__WHAT IS EXPECTED__. Output the line containing "the green foliage" and each line after it through the end of the data, exactly as written, with pictures left out.
··· GIVEN INFORMATION
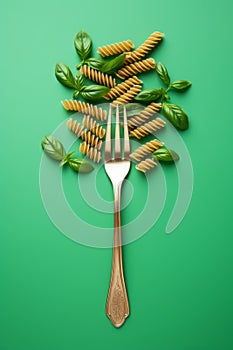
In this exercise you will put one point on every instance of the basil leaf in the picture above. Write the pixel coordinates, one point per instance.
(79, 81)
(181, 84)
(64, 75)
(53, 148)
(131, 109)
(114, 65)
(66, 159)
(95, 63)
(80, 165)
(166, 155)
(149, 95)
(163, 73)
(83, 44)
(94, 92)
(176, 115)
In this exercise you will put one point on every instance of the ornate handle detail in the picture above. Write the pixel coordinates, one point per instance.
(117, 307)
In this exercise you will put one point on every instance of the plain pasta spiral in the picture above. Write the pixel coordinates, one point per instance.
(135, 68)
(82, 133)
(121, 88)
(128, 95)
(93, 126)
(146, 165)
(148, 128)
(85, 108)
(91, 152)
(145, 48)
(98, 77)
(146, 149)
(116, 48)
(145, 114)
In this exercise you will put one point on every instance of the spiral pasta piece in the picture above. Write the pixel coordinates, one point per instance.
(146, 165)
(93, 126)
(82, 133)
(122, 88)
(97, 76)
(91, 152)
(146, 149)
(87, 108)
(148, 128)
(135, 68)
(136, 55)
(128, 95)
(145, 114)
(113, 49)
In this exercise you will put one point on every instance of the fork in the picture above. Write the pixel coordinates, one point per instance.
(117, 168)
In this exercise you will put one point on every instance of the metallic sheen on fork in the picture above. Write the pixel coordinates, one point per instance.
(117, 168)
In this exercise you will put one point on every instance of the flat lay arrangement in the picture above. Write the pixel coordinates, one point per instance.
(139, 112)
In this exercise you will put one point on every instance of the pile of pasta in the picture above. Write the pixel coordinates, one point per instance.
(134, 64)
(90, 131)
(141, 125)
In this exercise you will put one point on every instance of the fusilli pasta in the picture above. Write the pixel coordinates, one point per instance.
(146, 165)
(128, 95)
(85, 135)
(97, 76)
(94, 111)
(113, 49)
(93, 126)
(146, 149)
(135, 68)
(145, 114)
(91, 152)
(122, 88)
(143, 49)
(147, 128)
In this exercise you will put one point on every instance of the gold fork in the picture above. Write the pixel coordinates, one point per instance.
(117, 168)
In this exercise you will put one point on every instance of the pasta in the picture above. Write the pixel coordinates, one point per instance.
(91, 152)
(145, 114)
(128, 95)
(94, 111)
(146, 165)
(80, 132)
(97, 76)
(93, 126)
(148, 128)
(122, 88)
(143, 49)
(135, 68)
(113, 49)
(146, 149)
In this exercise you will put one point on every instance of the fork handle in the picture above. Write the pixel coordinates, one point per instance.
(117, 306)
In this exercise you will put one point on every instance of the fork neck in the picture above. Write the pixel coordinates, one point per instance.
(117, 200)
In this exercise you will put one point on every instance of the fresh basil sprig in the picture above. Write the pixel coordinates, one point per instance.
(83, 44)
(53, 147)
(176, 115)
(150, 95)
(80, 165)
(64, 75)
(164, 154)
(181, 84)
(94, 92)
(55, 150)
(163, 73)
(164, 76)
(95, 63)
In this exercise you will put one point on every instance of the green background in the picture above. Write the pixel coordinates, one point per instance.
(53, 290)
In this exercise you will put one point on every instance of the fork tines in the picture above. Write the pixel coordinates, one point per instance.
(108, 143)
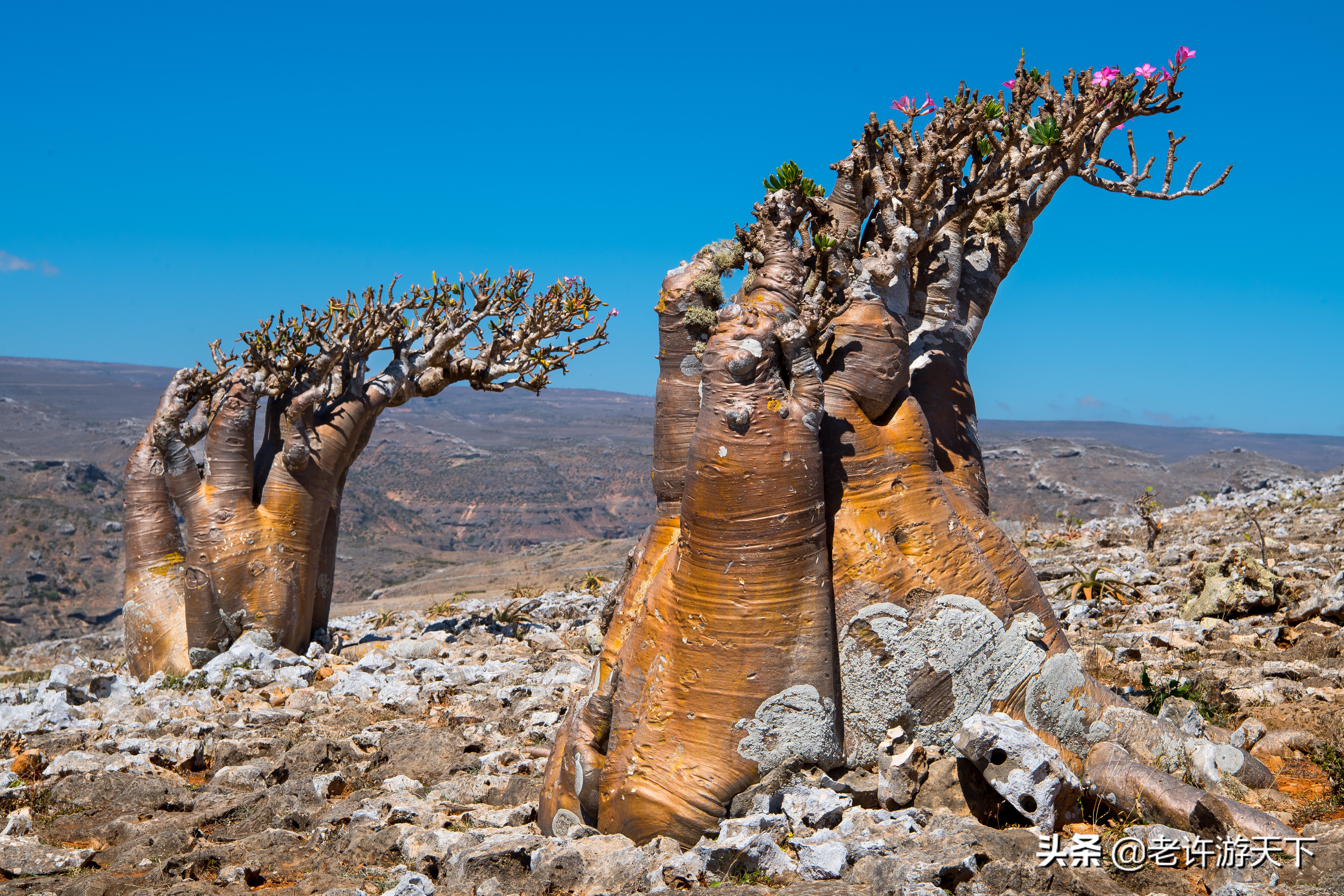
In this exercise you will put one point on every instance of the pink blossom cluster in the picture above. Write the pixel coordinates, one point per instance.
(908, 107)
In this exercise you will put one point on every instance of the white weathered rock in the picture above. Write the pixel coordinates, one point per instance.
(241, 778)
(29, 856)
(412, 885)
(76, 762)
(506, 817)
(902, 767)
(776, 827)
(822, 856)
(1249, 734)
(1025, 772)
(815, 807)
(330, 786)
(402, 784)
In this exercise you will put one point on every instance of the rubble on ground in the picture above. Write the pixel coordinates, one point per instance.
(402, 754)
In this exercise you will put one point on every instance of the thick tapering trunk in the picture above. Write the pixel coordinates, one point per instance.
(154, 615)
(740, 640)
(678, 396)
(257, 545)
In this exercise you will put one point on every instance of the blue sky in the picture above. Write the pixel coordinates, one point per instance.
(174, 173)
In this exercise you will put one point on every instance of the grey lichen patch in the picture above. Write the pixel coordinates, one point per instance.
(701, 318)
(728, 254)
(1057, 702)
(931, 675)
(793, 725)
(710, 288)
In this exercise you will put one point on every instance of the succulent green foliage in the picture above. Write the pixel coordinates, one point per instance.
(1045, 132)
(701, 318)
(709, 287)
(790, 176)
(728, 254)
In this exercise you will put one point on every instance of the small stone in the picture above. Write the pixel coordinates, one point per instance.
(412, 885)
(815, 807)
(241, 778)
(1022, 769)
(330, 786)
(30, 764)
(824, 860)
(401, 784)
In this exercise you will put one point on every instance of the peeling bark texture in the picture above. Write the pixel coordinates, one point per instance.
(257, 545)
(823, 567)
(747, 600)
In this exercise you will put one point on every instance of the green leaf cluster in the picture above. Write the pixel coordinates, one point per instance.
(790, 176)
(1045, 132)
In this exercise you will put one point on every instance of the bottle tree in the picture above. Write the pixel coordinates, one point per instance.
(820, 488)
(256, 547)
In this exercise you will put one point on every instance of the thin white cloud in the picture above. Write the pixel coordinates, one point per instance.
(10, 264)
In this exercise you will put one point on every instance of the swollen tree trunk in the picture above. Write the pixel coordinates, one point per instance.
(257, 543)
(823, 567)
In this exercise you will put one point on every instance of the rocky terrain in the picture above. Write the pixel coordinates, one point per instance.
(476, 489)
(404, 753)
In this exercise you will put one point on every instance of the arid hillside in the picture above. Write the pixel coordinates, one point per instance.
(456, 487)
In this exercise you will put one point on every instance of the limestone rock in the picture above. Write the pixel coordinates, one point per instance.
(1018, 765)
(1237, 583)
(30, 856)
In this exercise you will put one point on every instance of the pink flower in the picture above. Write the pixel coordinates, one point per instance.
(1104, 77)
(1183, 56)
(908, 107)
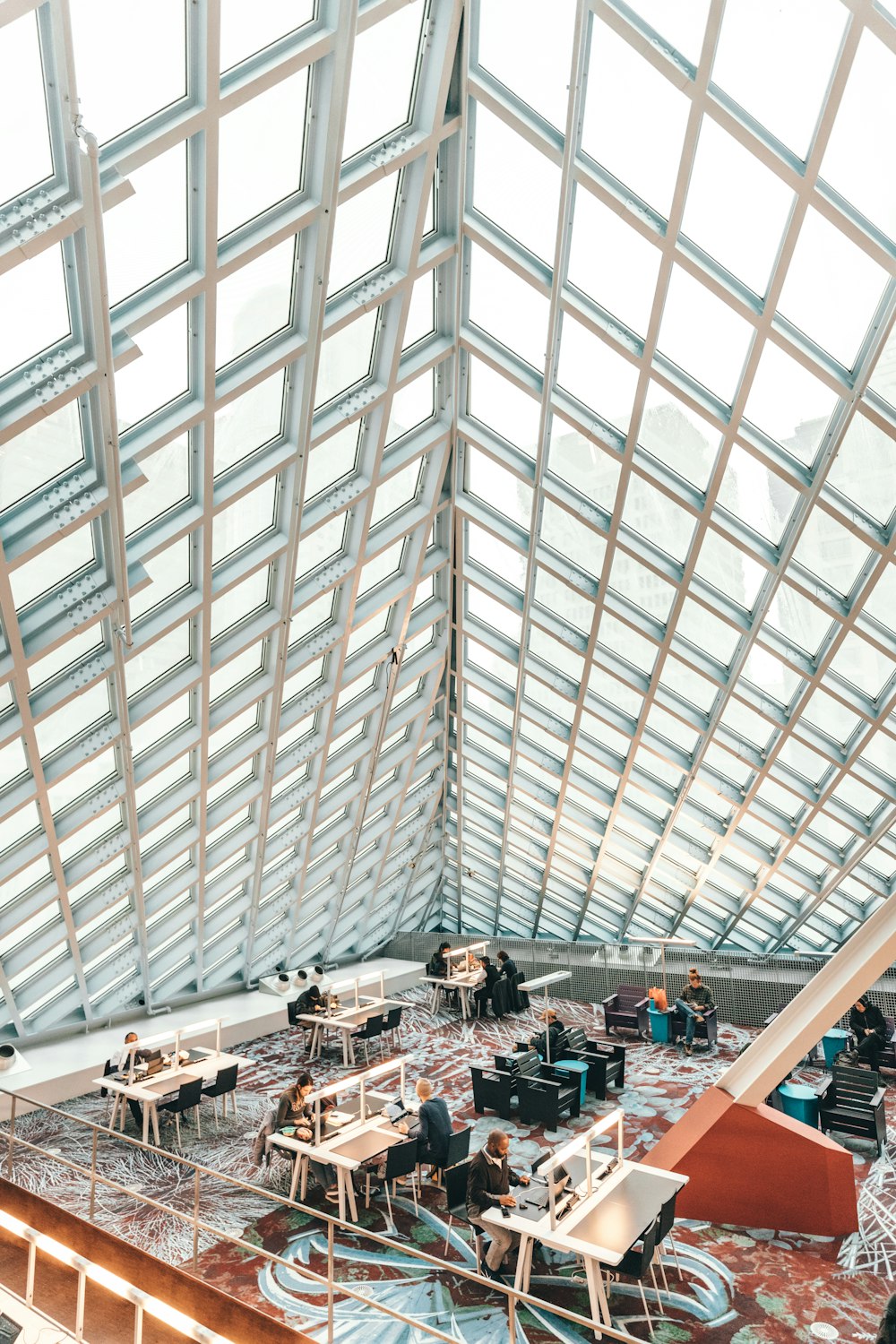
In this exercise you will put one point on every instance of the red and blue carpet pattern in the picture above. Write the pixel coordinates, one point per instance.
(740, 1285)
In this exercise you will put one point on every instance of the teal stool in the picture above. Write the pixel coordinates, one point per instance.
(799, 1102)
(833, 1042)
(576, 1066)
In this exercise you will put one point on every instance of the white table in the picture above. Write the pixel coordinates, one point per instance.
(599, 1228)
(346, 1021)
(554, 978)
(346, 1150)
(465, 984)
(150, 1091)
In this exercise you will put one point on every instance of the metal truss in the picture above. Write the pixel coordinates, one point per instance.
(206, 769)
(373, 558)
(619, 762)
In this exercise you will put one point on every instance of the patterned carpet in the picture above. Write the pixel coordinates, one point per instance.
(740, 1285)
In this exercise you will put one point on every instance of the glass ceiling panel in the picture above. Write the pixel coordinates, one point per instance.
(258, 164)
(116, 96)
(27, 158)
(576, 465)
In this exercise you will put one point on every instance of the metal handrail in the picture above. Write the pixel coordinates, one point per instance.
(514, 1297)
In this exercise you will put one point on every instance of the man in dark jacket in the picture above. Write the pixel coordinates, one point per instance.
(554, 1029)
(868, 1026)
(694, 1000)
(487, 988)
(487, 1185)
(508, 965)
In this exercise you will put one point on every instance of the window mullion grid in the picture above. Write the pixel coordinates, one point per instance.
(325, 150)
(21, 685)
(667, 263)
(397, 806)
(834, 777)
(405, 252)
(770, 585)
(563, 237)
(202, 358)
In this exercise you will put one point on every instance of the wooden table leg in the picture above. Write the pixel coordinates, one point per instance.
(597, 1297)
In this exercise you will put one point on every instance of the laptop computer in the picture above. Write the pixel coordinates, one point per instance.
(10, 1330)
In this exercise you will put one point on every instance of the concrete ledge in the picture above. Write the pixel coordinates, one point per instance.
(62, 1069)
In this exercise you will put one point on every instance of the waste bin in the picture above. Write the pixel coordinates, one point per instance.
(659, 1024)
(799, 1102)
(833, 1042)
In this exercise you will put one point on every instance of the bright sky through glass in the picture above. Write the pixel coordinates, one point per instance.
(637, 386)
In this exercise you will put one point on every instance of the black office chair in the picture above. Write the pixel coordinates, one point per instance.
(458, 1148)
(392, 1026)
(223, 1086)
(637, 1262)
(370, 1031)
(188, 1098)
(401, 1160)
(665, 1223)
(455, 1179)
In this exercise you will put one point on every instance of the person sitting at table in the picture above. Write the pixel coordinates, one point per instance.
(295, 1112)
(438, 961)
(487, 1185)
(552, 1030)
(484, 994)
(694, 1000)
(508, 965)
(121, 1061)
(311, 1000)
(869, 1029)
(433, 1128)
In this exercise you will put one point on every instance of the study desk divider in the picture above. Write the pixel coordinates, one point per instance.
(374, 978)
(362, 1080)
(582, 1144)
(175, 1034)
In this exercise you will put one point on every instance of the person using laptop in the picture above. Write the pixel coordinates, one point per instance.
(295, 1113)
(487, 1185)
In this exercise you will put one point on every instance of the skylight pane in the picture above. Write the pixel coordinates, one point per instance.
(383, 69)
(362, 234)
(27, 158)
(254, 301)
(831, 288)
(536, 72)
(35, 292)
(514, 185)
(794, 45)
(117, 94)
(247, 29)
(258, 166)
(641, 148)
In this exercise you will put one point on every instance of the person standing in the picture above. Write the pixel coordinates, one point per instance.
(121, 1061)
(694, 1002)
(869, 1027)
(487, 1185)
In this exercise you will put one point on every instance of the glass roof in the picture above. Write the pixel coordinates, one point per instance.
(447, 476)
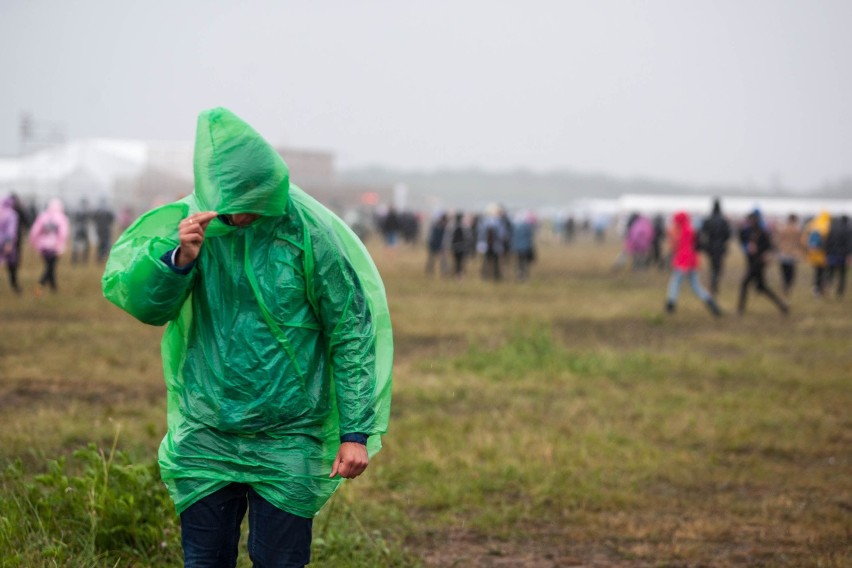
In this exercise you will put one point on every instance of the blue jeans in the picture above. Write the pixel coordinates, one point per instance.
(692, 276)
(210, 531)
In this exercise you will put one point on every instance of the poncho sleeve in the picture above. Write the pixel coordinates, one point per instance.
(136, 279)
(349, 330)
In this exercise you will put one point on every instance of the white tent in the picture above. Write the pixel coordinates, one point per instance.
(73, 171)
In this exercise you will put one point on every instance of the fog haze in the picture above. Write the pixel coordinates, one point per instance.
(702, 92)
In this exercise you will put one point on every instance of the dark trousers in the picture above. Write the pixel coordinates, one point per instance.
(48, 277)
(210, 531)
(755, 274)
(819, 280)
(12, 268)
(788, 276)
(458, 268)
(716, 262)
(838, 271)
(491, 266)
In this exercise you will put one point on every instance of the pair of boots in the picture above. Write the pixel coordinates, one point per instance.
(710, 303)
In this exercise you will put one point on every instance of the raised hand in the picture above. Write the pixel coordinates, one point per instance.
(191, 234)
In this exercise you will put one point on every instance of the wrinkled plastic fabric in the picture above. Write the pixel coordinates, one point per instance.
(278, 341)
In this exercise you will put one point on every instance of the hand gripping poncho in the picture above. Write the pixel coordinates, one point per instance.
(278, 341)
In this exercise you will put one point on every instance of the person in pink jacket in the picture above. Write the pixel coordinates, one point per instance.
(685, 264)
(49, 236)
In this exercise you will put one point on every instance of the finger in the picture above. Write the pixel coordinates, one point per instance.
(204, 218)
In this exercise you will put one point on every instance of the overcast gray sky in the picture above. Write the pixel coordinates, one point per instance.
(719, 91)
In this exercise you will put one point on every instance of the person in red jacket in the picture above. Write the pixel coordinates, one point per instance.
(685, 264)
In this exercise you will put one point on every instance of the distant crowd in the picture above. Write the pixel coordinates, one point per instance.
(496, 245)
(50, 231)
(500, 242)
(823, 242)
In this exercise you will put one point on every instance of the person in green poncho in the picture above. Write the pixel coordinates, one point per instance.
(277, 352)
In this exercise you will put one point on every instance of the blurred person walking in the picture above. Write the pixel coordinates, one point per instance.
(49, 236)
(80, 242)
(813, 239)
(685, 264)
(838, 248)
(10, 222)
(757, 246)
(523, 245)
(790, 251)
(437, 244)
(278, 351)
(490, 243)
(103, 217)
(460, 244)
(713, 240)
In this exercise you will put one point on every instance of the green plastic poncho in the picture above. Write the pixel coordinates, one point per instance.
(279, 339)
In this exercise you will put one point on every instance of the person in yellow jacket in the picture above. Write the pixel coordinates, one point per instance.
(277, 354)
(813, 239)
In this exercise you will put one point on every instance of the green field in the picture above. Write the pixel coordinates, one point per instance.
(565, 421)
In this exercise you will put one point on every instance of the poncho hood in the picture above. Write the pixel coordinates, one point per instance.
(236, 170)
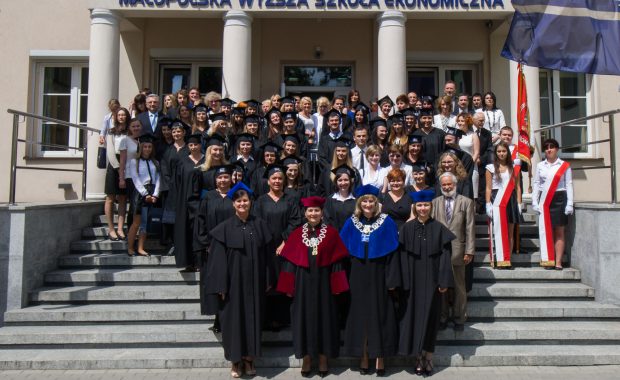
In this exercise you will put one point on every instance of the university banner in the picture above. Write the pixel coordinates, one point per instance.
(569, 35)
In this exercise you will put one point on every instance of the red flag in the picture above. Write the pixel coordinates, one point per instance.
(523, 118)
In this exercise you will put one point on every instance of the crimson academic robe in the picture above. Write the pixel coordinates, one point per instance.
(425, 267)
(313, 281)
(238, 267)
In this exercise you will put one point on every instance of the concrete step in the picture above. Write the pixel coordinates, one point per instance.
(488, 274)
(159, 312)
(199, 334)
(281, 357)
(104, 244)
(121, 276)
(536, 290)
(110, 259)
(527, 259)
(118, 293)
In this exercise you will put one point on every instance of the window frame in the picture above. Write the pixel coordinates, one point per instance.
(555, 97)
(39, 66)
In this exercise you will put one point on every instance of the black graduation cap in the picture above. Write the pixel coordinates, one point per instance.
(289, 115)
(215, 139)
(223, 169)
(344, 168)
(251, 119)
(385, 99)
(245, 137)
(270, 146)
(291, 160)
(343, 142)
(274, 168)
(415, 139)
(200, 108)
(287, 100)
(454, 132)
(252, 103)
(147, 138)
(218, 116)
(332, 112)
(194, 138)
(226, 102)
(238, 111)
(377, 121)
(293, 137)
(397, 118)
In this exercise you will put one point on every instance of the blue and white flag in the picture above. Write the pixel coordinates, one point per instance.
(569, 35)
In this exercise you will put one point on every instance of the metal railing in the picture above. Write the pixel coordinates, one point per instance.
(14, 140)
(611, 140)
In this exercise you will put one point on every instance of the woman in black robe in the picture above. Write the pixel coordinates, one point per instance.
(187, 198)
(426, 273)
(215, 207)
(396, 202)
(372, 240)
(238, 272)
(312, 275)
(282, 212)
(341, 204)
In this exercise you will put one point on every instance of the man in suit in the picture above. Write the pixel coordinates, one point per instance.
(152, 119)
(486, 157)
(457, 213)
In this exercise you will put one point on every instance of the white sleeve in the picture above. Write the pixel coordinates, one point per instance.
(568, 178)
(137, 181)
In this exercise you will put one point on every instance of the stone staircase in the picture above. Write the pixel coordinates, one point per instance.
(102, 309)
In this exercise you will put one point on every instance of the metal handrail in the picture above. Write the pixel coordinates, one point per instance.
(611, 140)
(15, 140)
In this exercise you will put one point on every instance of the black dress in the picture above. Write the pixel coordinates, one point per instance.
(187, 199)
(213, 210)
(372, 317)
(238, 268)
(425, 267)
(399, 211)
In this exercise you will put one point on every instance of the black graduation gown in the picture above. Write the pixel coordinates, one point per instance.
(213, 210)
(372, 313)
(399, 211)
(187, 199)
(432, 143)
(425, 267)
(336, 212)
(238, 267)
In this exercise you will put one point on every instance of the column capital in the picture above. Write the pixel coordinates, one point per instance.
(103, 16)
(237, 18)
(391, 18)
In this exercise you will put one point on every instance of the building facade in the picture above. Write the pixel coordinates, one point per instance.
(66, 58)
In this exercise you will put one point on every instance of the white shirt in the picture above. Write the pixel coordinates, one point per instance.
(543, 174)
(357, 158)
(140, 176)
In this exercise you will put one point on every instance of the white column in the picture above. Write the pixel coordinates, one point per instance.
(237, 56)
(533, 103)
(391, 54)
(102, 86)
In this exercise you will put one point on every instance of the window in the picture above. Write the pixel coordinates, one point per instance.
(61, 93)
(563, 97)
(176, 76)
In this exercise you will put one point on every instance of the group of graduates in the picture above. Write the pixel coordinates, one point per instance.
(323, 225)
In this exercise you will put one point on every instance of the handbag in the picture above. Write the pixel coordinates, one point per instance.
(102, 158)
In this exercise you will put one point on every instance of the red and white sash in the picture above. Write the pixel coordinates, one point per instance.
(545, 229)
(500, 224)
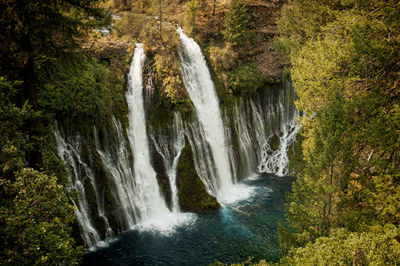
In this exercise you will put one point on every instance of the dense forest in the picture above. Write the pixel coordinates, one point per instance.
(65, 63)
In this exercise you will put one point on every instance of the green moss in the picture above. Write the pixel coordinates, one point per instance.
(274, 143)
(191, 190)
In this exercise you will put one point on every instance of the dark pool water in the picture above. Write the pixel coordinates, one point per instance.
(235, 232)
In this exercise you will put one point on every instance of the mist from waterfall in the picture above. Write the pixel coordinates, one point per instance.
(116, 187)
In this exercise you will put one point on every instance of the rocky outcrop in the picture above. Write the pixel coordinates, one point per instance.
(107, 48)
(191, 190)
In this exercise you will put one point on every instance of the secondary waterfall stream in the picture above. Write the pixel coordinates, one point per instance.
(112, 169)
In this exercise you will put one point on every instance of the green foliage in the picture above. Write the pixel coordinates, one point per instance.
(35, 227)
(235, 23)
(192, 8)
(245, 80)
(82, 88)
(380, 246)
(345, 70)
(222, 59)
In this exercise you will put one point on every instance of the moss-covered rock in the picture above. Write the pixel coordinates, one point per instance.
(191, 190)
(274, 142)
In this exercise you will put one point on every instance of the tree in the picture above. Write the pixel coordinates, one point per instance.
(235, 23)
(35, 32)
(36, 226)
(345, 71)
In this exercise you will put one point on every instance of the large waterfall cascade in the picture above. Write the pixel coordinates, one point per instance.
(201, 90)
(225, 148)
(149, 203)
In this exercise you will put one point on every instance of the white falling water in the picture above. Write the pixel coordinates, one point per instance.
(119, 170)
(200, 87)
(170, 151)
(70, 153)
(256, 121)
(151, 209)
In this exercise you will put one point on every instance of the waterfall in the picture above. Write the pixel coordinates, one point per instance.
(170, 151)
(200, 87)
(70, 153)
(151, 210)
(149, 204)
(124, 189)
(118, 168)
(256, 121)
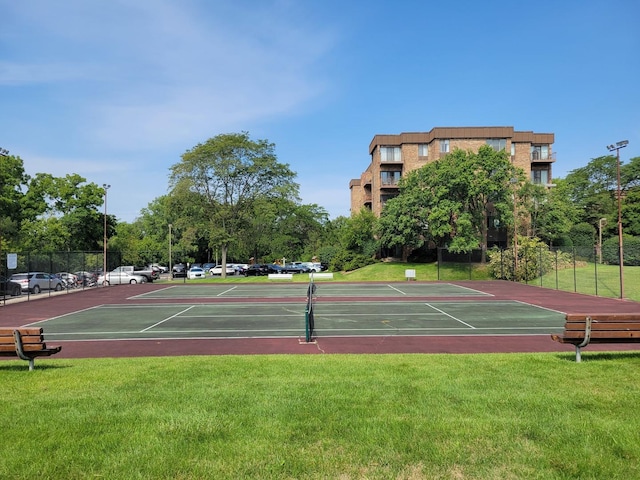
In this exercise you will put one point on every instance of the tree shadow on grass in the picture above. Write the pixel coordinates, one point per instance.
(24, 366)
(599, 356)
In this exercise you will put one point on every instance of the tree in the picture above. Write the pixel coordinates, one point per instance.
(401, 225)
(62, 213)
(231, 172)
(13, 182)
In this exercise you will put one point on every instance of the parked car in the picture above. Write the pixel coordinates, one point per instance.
······
__SOLUTION BELOW__.
In this exercise you will put one point on every instance of the green foliage in the picture above. Write the pixel coordinates, one point per instance.
(35, 227)
(235, 23)
(192, 8)
(245, 80)
(82, 88)
(380, 246)
(345, 70)
(222, 59)
In this exercise you will put one point on every instance of the moss-covered rock in the picture above. Write the pixel coordinates, one point per instance.
(191, 190)
(274, 142)
In this exercise you will put one point on every instance of the tree in the picture above. Write the pixel coordinates, one point per instance.
(235, 23)
(35, 32)
(36, 226)
(345, 71)
In this exercise you will put one point on every instance of the large waterfall cascade in the picture above. Write the pixel coordinates, one point per instance.
(201, 90)
(225, 148)
(149, 203)
In this exercise you will put one point on every instance of the white falling water in the picture above. Write the pixel coordinates, one point per instance.
(119, 170)
(200, 87)
(170, 151)
(70, 153)
(256, 121)
(151, 209)
In this exercise you will put one point on every instance of the waterfall in the picture above. Write the pixel coordinates, one point per instance.
(170, 151)
(200, 87)
(70, 153)
(151, 210)
(149, 204)
(124, 189)
(118, 168)
(256, 121)
In this exercise you will put one point on every instance of the tree shadow on grass in the picture above. Write the pixel coordinates, one point per instance.
(24, 366)
(599, 356)
In this exercise you will put one point on every instance of the tree in the picture above. Write the pixel coordinates, one point per instance.
(401, 225)
(62, 213)
(231, 172)
(13, 182)
In this exercise you will put one point on every instance of the parked car in the picture above. Write the pixel coordinates, one point per instance.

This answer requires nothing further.